PROBLEM A: Identify each line in the records that contains the string "island" and copy it. Case counts.
***** TEXT PASSAGE
The New York Times reports that a simple coding error within the sophisticated technological underbelly of the Republican Governors Association has revealed sensitive financial information which was meant to be kept from the prying eyes of Regular Joes such as you and I. Not only has the curtain been drawn back to show the corporate donors, but also the total amount that they had stuffed into the pockets of the RGA.
Boy, someone really screwed the pooch on that one!
The resulting aftermath has opened the floodgates for an online search war mainly between the association itself and a Washington watchdog group which has leaked other documents, Republican and Democratic alike. The Republicans have had a hay day removing many such documents from their sites, trying to conceal the fact that since 2008, many of the nation’s biggest companies, from Aetna to Walmart, have poured millions of dollars into Republican governors’ campaigns.
**********
***** RECORDS
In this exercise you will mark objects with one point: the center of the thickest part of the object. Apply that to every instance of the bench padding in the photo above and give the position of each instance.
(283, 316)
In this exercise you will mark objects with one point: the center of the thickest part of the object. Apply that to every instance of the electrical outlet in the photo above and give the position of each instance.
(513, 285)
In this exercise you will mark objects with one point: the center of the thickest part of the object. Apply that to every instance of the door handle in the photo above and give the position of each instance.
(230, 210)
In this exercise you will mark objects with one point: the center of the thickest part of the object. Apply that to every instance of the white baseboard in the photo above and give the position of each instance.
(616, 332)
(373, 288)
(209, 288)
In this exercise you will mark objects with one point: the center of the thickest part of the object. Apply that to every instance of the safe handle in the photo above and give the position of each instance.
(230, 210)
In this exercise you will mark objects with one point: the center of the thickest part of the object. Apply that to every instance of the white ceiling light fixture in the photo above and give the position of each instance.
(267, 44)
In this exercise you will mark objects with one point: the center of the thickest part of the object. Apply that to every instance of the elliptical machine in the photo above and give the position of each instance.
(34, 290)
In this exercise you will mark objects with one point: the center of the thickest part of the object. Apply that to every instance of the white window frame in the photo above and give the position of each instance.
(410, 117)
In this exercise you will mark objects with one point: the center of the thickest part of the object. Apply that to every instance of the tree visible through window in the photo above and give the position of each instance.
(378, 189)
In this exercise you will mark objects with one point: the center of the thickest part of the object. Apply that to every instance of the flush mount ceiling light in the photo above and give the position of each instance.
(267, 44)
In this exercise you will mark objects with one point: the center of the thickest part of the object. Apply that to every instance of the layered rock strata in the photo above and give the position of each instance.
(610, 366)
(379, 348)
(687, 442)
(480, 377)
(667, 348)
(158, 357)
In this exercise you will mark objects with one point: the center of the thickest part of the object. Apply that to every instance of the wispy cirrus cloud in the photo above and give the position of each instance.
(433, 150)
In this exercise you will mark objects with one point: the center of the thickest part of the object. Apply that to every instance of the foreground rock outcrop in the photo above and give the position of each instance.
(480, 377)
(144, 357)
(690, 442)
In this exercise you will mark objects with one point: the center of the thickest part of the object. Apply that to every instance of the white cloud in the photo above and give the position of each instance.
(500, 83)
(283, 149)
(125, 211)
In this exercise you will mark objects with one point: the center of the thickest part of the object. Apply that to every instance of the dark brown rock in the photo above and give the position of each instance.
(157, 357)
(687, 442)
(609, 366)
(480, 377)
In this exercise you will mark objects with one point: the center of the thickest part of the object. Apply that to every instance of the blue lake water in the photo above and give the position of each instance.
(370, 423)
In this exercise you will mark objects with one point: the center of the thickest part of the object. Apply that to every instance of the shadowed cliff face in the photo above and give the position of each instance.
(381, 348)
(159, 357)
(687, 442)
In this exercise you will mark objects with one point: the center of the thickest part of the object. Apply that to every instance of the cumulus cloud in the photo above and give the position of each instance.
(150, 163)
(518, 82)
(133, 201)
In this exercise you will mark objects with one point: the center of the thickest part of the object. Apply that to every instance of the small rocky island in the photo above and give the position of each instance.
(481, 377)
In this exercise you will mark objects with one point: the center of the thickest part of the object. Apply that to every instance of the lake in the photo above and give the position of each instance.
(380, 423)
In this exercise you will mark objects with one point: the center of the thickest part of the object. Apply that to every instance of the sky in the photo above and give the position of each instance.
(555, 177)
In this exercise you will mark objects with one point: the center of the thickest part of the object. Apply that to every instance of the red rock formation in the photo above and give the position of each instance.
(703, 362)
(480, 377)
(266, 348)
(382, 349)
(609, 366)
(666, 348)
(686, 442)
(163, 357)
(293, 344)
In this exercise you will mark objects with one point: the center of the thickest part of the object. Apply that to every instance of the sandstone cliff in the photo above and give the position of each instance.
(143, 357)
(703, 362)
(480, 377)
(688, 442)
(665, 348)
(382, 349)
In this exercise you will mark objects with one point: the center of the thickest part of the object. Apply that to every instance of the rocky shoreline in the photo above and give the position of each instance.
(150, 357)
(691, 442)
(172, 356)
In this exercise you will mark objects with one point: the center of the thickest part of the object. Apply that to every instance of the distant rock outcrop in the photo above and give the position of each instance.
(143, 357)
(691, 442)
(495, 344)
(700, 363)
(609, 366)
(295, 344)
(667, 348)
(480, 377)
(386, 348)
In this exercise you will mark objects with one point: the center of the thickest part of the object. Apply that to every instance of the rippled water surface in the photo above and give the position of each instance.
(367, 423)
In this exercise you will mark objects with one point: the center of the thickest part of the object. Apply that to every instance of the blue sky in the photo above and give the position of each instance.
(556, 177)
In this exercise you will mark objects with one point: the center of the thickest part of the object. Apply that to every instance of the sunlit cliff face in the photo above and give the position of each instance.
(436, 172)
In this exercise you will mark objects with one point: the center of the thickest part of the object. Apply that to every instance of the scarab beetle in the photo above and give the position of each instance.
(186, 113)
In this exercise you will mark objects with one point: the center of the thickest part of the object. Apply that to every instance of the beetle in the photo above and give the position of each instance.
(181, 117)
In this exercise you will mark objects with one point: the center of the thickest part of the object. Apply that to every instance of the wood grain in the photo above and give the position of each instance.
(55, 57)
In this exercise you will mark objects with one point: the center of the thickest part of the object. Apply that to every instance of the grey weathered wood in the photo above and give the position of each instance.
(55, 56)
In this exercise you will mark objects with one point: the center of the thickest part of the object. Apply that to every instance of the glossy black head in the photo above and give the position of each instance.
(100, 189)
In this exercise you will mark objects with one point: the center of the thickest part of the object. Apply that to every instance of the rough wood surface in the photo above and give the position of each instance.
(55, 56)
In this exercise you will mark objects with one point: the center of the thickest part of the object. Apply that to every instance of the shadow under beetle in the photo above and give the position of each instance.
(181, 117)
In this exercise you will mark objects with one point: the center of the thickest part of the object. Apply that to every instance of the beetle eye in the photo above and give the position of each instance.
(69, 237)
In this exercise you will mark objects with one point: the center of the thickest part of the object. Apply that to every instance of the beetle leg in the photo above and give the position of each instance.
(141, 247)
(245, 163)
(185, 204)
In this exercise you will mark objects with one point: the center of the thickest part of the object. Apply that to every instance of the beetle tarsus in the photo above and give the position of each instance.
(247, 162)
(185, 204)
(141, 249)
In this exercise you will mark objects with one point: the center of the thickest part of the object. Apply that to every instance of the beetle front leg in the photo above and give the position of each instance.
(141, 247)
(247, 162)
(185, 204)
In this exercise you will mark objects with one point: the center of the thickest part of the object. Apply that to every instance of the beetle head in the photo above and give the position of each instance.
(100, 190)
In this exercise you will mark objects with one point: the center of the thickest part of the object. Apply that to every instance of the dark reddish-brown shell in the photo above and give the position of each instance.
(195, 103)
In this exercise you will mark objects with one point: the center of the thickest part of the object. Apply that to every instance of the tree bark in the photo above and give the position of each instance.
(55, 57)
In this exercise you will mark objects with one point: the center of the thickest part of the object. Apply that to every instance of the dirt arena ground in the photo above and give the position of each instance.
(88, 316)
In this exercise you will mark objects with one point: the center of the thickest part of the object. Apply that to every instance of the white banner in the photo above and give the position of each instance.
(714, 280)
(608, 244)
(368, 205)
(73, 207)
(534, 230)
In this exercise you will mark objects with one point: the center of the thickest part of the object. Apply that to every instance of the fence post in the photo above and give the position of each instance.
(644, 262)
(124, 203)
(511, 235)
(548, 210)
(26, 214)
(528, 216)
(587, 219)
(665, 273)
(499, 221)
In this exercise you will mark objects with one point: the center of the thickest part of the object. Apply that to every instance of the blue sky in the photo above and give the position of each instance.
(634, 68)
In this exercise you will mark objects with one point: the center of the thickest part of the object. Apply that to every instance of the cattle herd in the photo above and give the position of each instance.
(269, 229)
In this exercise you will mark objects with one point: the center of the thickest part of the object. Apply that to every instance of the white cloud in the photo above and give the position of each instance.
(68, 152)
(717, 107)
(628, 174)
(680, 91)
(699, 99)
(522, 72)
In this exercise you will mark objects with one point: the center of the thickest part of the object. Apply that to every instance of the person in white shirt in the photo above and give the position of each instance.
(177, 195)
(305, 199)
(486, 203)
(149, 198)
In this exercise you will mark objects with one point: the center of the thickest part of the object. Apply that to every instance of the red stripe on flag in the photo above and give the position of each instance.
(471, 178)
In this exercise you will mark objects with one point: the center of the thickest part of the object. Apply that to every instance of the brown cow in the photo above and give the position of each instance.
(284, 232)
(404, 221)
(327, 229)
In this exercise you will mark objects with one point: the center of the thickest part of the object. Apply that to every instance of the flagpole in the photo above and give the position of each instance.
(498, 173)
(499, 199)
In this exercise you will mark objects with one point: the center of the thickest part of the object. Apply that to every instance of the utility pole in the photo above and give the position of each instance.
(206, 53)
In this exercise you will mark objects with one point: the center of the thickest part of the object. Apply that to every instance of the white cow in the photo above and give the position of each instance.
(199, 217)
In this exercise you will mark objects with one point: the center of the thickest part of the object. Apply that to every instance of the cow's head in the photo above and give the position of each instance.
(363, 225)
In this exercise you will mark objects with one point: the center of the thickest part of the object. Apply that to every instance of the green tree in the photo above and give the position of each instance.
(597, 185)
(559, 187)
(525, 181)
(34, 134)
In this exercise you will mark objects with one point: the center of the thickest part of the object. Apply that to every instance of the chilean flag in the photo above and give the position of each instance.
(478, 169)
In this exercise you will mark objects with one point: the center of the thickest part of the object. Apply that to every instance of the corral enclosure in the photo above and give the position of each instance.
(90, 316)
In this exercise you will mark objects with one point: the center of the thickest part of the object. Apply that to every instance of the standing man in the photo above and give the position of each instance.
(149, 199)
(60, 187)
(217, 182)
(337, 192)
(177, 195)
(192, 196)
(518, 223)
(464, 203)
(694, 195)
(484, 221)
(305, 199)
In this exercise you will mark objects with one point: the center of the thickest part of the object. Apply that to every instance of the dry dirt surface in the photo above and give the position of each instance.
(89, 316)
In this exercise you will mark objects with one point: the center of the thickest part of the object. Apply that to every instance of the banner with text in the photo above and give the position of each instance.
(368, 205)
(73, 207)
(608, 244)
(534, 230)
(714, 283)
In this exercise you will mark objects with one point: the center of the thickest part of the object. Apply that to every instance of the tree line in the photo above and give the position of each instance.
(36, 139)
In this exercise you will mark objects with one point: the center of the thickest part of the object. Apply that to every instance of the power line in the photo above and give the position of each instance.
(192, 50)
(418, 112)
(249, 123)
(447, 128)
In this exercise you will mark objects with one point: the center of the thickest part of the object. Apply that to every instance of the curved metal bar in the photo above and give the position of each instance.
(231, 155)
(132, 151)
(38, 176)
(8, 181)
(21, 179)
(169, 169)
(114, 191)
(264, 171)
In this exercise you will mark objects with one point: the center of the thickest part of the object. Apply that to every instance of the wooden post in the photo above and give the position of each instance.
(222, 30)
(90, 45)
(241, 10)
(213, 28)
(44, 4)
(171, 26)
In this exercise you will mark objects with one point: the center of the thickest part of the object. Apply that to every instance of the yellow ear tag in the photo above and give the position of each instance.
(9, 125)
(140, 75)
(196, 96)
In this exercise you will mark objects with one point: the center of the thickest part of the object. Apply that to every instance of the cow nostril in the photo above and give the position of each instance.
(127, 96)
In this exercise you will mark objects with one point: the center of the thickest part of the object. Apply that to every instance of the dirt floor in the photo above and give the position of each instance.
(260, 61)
**********
PROBLEM B: Name every organization or company identified by name in the passage on the Republican Governors Association's donor leak.

TASK RESPONSE A:
In this exercise you will mark objects with one point: the center of the thickest part of the object. Apply that to every instance of the small rocky island in the photo above and give the position of each instance.

TASK RESPONSE B:
The New York Times
Republican Governors Association (RGA)
Aetna
Walmart